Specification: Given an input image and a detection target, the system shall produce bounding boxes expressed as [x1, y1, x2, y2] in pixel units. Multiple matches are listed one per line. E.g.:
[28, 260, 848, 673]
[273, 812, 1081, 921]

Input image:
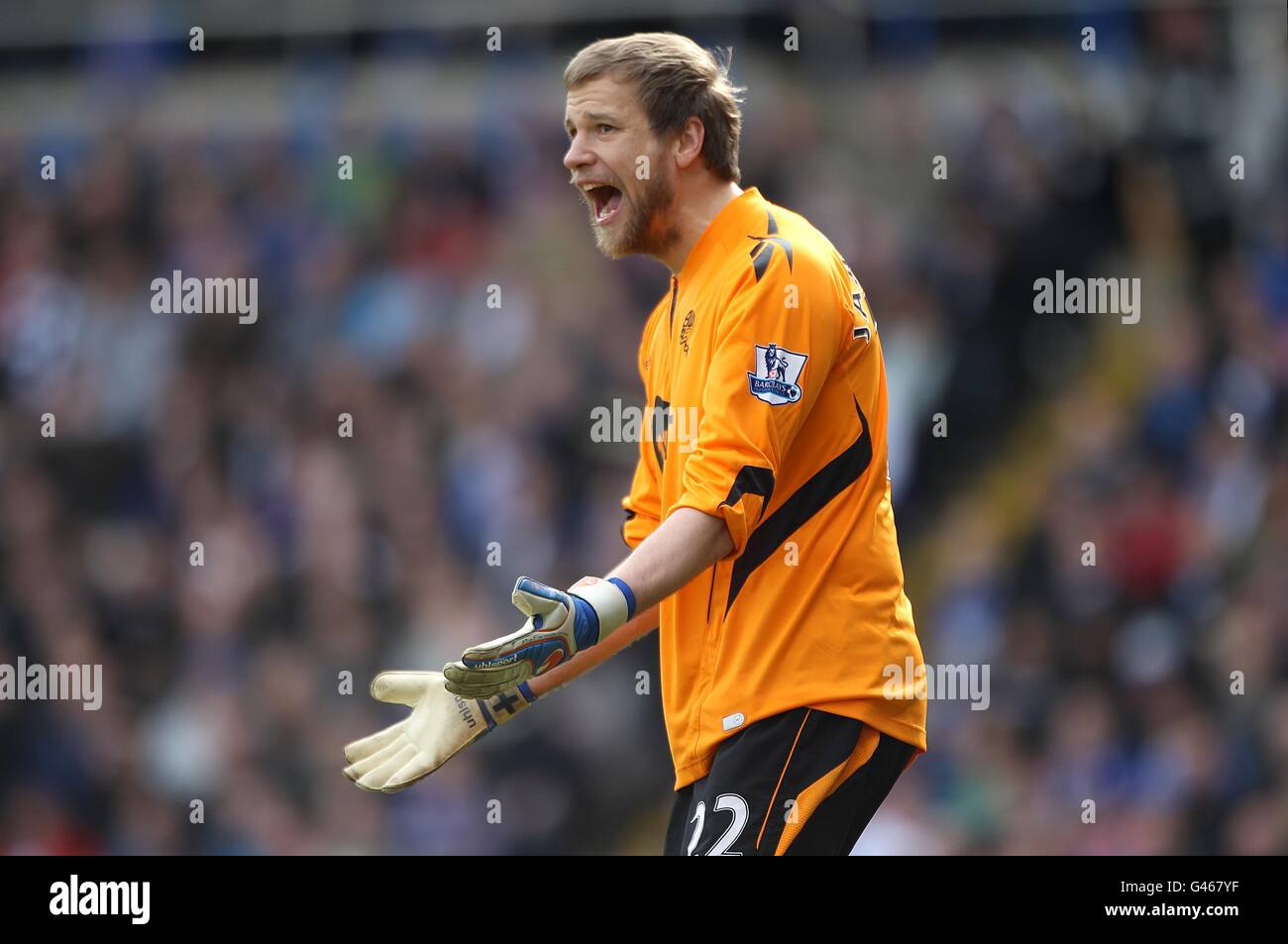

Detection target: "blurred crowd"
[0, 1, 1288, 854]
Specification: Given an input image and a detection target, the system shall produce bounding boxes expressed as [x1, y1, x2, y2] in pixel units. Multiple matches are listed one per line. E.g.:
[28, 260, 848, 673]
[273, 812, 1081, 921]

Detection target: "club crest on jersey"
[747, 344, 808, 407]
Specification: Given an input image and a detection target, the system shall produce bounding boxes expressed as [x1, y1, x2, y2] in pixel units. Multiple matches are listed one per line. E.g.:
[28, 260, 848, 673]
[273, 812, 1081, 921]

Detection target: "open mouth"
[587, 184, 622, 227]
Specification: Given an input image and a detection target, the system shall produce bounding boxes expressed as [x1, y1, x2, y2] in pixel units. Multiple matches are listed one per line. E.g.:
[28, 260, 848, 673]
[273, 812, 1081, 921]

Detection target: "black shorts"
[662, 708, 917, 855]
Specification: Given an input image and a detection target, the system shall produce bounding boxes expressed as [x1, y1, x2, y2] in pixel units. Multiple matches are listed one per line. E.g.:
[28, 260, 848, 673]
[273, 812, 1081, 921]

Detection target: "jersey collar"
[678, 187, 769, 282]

========

Exercise description: Can you rewrite the items from the very start through the line containing "[587, 184, 622, 227]", swapping "pixel units" for "pixel coordinates" and leaving everything else as it is? Omit the pictures from your answer.

Result for this exercise:
Specification: Given an input image and a detection target, the system shall produce bounding boxes expressed as [x1, y1, x2, y2] in pixel coordinates. Multiple matches are listed one per line. E.g.:
[28, 260, 848, 673]
[273, 812, 1081, 921]

Input image:

Detection target: "blurred crowd"
[0, 1, 1288, 854]
Specification: Given an input image and a detection target, the system shall produce bounding boxes expressed as [x1, y1, x2, y2] in pixel coordinates. Multiple matches are listed one per line. E.g.:
[28, 260, 848, 673]
[273, 812, 1081, 921]

Detection target: "club crest on jersey"
[747, 344, 808, 407]
Specification: Given an input image and a detection target, the system shall produce bounding boxes expressed as [x1, y1, x2, y2] in pixel coordinates. Multiple matches are listed one per line. E.g.:
[28, 260, 848, 673]
[273, 812, 1081, 921]

Detection target: "open mouth"
[587, 184, 622, 227]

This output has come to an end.